GIVEN DATA:
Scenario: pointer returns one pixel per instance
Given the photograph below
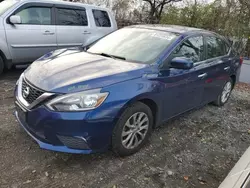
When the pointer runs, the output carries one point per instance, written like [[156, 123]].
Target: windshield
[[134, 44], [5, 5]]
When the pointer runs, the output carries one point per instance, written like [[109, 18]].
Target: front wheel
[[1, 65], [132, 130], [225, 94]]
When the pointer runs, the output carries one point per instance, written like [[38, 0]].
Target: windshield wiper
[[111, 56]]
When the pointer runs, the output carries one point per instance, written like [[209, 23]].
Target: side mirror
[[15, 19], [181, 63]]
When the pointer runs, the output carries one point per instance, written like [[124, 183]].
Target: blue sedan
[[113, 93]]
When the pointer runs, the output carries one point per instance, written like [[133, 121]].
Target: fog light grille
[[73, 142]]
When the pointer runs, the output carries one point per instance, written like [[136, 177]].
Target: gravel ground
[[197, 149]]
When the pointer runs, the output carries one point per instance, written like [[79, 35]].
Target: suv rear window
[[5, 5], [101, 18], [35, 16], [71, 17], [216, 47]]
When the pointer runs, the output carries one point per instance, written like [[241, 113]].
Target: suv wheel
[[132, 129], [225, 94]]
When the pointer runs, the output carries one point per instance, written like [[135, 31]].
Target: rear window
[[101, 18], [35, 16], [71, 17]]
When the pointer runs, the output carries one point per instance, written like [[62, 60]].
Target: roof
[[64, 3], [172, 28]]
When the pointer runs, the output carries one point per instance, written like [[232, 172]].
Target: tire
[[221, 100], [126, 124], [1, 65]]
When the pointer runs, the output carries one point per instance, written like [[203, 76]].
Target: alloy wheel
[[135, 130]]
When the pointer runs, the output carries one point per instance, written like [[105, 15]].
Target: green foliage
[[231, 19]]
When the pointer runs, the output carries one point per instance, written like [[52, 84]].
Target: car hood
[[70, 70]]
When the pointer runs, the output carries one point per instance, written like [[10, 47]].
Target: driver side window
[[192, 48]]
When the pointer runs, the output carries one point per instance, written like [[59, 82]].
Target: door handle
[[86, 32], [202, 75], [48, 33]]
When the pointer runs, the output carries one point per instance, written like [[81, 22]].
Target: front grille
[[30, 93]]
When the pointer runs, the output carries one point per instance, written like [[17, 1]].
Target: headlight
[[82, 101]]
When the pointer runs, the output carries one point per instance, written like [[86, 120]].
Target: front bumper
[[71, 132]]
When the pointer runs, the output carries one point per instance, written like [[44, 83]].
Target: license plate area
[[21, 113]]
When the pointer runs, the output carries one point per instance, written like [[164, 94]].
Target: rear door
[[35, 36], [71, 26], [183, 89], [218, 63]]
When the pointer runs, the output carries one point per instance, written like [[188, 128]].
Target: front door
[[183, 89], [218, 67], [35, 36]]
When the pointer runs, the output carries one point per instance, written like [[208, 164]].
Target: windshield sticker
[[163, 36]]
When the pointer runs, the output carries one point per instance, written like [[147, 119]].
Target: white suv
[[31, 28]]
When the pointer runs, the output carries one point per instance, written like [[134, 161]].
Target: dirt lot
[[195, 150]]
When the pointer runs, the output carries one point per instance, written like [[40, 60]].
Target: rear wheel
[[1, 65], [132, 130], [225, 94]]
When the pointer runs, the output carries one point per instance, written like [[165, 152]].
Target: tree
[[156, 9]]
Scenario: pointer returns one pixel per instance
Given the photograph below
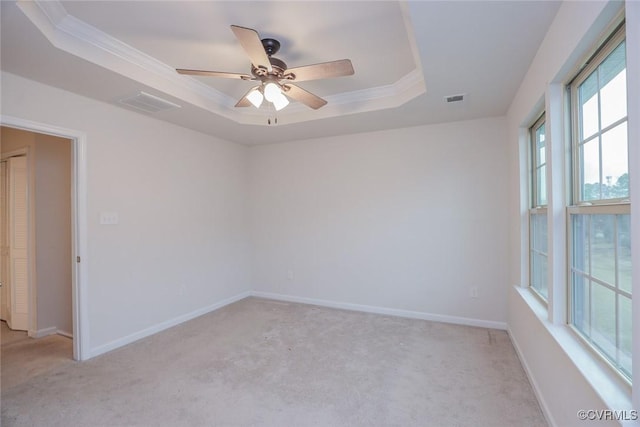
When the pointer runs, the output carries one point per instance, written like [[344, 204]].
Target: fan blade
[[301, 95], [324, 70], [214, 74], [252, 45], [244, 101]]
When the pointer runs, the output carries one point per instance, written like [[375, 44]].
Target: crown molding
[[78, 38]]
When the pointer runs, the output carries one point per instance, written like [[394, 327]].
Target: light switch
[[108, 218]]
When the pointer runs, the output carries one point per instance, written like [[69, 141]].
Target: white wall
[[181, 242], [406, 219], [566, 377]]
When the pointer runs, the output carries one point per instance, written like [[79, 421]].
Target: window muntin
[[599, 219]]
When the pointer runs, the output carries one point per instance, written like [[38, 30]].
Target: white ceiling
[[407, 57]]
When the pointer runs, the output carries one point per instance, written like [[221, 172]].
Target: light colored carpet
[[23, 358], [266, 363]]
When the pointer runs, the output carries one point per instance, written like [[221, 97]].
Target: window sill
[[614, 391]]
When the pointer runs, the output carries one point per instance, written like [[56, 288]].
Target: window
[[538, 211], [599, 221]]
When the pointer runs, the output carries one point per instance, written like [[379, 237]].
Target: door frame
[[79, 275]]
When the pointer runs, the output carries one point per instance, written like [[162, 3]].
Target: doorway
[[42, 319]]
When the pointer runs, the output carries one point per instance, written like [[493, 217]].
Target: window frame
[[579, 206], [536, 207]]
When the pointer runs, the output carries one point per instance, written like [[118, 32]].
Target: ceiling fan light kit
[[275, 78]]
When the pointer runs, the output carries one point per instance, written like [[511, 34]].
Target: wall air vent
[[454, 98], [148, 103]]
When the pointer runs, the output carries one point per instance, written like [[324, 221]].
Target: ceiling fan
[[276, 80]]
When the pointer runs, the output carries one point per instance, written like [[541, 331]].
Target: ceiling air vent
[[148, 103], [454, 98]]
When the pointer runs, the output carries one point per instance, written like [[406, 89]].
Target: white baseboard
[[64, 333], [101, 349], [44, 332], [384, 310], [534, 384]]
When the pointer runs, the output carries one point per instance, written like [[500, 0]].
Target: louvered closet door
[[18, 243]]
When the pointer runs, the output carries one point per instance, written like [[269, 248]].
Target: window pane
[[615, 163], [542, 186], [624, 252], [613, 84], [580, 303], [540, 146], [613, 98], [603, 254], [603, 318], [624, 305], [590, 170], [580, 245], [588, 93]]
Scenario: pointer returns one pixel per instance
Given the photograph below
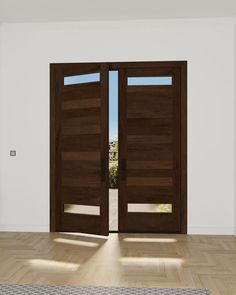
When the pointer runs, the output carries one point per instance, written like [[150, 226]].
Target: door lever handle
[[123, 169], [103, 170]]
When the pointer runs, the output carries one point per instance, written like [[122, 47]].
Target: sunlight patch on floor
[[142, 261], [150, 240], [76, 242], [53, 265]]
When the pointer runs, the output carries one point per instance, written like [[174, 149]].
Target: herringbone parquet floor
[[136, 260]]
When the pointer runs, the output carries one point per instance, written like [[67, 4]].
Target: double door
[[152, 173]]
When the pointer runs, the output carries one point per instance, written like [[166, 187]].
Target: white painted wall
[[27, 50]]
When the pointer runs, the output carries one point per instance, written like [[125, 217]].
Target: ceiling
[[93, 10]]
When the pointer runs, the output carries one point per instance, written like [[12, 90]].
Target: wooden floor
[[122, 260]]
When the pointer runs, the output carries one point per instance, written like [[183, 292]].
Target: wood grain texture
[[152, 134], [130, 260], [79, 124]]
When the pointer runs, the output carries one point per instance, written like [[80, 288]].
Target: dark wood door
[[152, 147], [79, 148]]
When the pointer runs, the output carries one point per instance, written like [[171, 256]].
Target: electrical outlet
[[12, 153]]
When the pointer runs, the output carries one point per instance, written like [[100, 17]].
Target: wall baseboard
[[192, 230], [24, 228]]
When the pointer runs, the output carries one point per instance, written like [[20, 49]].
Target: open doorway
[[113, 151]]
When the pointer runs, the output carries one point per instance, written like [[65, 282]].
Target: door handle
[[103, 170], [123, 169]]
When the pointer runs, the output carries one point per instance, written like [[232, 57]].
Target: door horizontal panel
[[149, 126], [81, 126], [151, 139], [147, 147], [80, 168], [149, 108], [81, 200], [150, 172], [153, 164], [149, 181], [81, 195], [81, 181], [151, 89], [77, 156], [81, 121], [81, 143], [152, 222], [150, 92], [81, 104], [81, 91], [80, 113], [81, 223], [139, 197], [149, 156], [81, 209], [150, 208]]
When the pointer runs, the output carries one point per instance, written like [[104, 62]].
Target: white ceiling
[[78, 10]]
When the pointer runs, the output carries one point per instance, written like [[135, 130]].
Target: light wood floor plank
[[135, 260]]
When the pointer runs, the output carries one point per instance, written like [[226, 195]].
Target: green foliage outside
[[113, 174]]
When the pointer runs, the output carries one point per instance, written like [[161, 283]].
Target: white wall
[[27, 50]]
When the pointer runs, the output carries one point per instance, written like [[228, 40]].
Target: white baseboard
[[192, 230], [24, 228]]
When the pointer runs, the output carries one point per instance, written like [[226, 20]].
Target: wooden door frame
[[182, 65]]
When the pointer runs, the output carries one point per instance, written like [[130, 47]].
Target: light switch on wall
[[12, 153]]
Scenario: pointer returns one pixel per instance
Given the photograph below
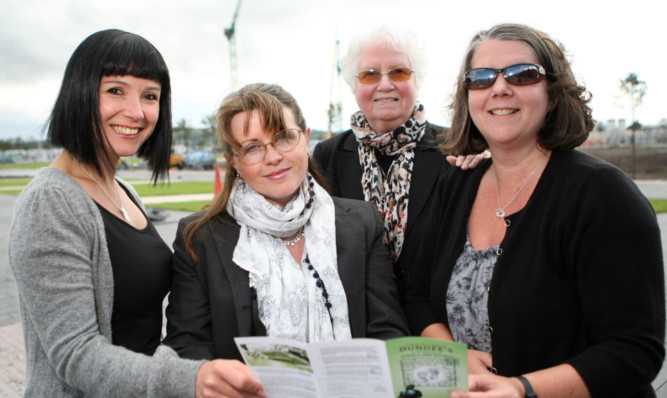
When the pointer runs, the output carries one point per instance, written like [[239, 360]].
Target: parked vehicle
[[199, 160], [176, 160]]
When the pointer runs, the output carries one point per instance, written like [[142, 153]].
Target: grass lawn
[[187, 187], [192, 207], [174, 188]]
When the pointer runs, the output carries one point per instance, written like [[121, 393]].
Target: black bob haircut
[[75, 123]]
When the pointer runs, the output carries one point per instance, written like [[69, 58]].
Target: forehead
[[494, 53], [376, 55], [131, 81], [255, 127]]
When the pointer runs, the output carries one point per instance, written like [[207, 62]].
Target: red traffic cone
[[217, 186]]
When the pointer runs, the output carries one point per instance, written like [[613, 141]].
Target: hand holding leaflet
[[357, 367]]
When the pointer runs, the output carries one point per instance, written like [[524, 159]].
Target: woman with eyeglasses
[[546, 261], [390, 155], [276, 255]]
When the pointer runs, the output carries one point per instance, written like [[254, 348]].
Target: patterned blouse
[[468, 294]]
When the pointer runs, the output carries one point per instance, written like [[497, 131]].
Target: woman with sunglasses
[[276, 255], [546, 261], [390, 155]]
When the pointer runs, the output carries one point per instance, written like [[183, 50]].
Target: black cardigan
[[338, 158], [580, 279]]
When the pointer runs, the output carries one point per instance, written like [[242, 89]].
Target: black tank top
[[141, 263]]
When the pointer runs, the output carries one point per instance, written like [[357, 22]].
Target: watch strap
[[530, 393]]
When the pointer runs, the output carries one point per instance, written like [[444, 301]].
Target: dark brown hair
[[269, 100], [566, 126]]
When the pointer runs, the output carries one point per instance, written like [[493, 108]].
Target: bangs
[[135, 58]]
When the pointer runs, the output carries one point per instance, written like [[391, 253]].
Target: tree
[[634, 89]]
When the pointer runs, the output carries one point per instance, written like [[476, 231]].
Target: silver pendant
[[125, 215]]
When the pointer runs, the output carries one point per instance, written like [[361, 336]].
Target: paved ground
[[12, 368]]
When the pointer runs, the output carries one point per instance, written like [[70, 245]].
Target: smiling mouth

PROBLEM: Rewrite the stretch from the start of the records through the line containing "[[111, 56]]", both ends included and requests kept, shifting every point coordinate in the answers up by 123 while the format samples stay unchanged. Leave the pictures out.

SOLUTION BELOW:
Scenario: pointer returns one pixel per instance
Given the photograph below
When the pointer runs, the output carries one point per instance, written like [[156, 123]].
Target: windshield
[[257, 167], [128, 128]]
When the pointer runs, the output carries one point per instance, written like [[109, 18]].
Target: front wheel
[[124, 188], [255, 253], [348, 217]]
When the pointer runs, the output carries one point per instance, written like [[38, 0]].
Target: windshield wiper
[[234, 179]]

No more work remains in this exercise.